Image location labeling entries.
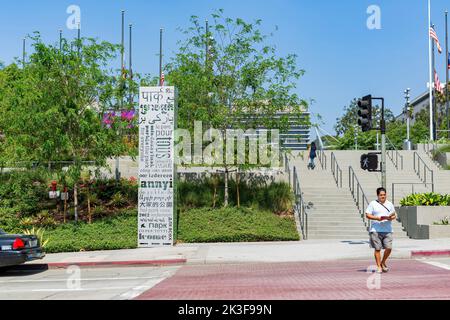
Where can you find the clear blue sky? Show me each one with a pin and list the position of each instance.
(343, 59)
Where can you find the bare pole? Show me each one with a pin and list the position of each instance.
(131, 65)
(447, 66)
(60, 40)
(79, 39)
(433, 59)
(431, 73)
(160, 55)
(122, 70)
(23, 51)
(207, 43)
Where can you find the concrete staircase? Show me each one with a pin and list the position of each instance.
(333, 213)
(371, 181)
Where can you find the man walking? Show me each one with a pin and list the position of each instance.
(381, 213)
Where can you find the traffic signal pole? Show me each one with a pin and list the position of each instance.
(365, 121)
(383, 145)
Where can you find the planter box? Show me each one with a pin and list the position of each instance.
(435, 231)
(419, 222)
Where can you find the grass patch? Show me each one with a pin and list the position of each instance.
(235, 225)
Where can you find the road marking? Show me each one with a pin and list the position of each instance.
(66, 290)
(87, 279)
(139, 290)
(437, 264)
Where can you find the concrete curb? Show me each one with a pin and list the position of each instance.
(102, 264)
(430, 253)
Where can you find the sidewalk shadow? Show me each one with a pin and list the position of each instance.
(23, 270)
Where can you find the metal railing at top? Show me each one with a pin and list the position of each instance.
(287, 168)
(423, 171)
(413, 191)
(358, 195)
(336, 170)
(322, 159)
(432, 150)
(395, 156)
(300, 206)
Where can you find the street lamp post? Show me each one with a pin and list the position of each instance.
(407, 145)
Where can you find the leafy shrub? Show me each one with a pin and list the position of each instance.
(118, 200)
(113, 233)
(24, 190)
(235, 225)
(426, 199)
(39, 233)
(257, 193)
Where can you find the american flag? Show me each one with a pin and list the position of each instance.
(437, 83)
(434, 36)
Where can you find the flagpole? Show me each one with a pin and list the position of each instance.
(24, 43)
(431, 72)
(433, 55)
(160, 56)
(447, 73)
(122, 69)
(131, 66)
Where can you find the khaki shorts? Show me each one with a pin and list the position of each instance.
(380, 241)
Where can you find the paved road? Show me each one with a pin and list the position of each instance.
(343, 280)
(74, 284)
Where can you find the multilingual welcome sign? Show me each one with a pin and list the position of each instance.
(157, 176)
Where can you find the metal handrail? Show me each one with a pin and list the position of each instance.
(417, 169)
(434, 152)
(412, 187)
(358, 195)
(336, 170)
(300, 206)
(394, 155)
(322, 159)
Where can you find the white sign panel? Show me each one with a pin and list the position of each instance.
(157, 111)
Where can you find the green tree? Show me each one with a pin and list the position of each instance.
(240, 83)
(52, 109)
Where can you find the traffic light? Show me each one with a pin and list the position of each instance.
(365, 113)
(369, 162)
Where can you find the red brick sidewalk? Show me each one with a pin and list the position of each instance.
(343, 280)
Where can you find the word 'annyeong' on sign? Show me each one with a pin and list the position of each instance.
(156, 166)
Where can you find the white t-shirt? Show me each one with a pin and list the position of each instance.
(376, 209)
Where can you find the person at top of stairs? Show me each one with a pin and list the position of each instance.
(312, 153)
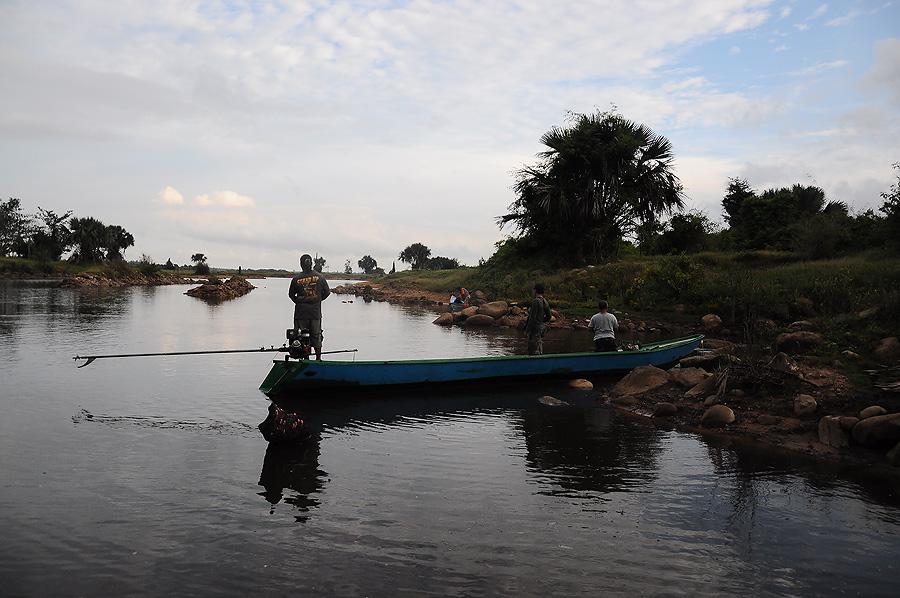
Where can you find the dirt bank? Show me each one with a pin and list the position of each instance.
(780, 401)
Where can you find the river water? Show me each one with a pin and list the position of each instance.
(147, 476)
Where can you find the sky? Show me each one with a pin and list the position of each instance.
(254, 132)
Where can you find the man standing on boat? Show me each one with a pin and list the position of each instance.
(308, 289)
(534, 325)
(603, 325)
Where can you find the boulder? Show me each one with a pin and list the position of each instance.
(445, 319)
(581, 384)
(664, 410)
(869, 313)
(717, 416)
(625, 401)
(783, 363)
(879, 432)
(710, 322)
(640, 379)
(805, 405)
(468, 312)
(848, 422)
(688, 377)
(798, 341)
(888, 348)
(551, 401)
(705, 388)
(494, 309)
(872, 411)
(479, 320)
(832, 433)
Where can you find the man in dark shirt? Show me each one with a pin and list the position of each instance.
(534, 325)
(308, 289)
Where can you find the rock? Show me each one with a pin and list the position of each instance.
(468, 312)
(879, 432)
(232, 288)
(832, 433)
(893, 456)
(640, 379)
(798, 341)
(848, 422)
(704, 388)
(888, 348)
(626, 401)
(479, 320)
(551, 401)
(717, 416)
(710, 322)
(783, 363)
(445, 319)
(689, 377)
(581, 384)
(805, 405)
(494, 309)
(872, 411)
(664, 410)
(869, 313)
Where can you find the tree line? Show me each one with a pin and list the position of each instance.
(606, 185)
(46, 236)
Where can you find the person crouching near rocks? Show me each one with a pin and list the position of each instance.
(603, 325)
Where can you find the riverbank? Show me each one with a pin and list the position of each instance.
(782, 395)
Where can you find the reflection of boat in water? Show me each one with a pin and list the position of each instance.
(293, 466)
(290, 376)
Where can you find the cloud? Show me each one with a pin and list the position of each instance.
(170, 196)
(225, 198)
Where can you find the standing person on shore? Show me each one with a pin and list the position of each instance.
(308, 289)
(603, 325)
(534, 325)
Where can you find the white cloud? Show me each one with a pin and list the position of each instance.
(170, 196)
(224, 198)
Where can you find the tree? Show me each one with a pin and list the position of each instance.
(685, 233)
(13, 225)
(416, 255)
(597, 182)
(890, 227)
(89, 237)
(117, 240)
(55, 237)
(200, 266)
(367, 263)
(442, 263)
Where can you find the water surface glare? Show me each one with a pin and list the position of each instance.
(147, 476)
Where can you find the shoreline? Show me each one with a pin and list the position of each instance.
(764, 405)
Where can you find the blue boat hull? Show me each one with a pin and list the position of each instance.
(290, 377)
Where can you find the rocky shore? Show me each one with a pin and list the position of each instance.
(230, 289)
(779, 395)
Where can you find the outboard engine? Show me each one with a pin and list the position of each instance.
(298, 343)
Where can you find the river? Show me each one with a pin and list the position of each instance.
(147, 476)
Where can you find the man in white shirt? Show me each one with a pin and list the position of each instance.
(603, 325)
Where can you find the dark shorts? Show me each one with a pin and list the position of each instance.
(315, 330)
(605, 344)
(535, 344)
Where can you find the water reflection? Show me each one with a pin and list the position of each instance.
(293, 466)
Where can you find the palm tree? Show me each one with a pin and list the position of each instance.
(597, 182)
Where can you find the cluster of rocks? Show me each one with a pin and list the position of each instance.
(92, 280)
(717, 390)
(230, 289)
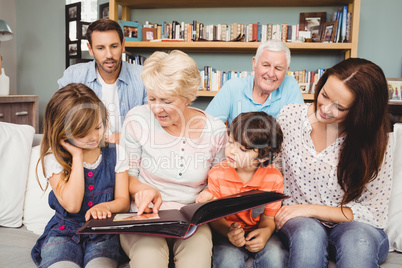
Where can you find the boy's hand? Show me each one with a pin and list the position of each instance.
(256, 240)
(236, 235)
(100, 211)
(146, 196)
(204, 196)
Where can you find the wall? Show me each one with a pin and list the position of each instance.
(8, 48)
(40, 48)
(40, 42)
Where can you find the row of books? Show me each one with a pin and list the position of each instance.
(213, 80)
(133, 59)
(344, 23)
(252, 32)
(307, 79)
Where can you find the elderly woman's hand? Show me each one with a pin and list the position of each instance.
(204, 196)
(145, 196)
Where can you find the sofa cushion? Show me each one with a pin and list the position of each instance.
(37, 212)
(394, 226)
(15, 152)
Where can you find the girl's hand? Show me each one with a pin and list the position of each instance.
(204, 196)
(286, 213)
(73, 150)
(236, 235)
(145, 196)
(100, 211)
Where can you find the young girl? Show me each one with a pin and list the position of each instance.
(254, 139)
(80, 168)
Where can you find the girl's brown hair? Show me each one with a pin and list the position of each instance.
(365, 126)
(73, 112)
(260, 131)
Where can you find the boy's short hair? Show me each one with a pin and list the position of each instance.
(260, 131)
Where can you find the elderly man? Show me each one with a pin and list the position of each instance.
(268, 90)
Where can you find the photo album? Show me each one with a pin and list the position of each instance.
(180, 223)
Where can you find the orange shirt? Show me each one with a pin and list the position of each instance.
(223, 181)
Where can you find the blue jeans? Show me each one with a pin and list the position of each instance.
(349, 244)
(225, 254)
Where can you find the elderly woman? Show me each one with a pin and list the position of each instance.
(170, 147)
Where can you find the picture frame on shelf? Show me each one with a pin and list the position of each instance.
(304, 87)
(104, 11)
(82, 29)
(395, 89)
(132, 30)
(315, 33)
(148, 34)
(328, 31)
(310, 19)
(73, 12)
(74, 49)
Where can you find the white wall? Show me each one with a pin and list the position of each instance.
(8, 49)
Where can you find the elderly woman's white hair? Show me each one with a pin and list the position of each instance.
(174, 73)
(273, 45)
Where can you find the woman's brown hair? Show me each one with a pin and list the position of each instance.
(366, 126)
(73, 112)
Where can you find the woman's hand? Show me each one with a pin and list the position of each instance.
(145, 196)
(286, 213)
(257, 239)
(204, 196)
(236, 235)
(100, 211)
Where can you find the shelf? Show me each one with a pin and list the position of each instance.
(145, 4)
(230, 47)
(205, 93)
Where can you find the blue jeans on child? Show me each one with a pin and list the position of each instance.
(349, 244)
(225, 254)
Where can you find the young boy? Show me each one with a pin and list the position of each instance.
(253, 140)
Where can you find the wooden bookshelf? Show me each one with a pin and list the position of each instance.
(239, 47)
(347, 49)
(205, 93)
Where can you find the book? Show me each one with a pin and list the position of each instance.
(180, 223)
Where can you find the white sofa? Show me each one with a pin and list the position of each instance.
(24, 210)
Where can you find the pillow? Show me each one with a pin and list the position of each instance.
(37, 212)
(394, 227)
(15, 151)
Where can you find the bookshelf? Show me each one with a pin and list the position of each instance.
(346, 49)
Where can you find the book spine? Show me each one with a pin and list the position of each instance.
(344, 22)
(284, 32)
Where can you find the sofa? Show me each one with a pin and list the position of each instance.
(24, 210)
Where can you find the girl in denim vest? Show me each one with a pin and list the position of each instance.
(80, 168)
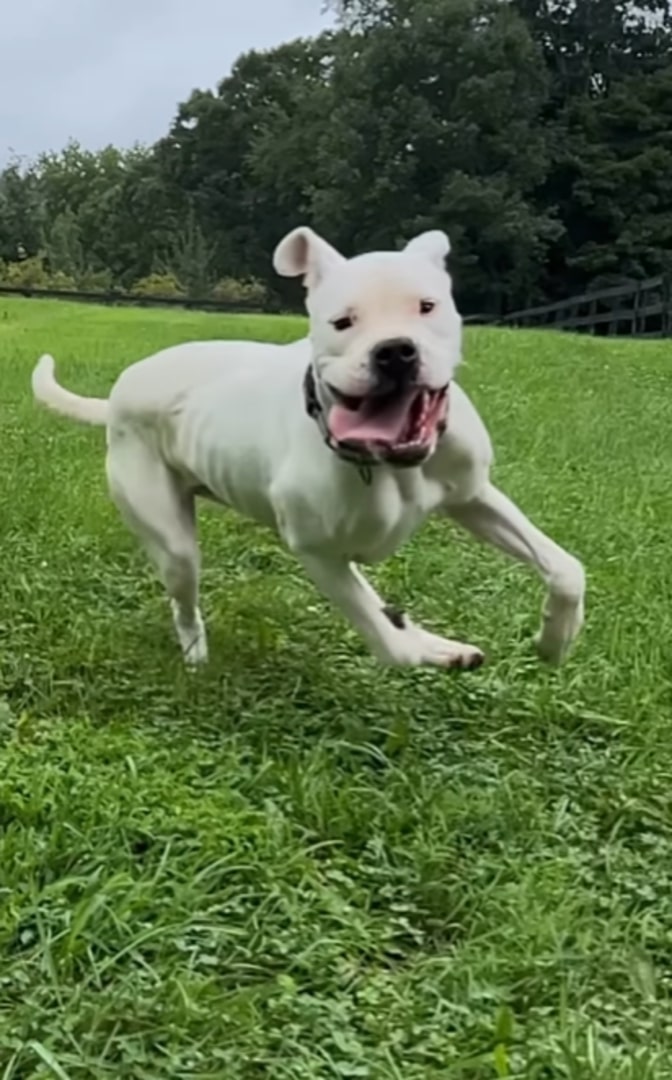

Work to be completed. Return every line of the material above that contains the word "shorts".

Solution to this task.
Where can you find the khaki shorts? Show me each one with a pin and list the position of each instance.
Where can you find the dark shorts? Show me each one with a pin and list the position of each instance.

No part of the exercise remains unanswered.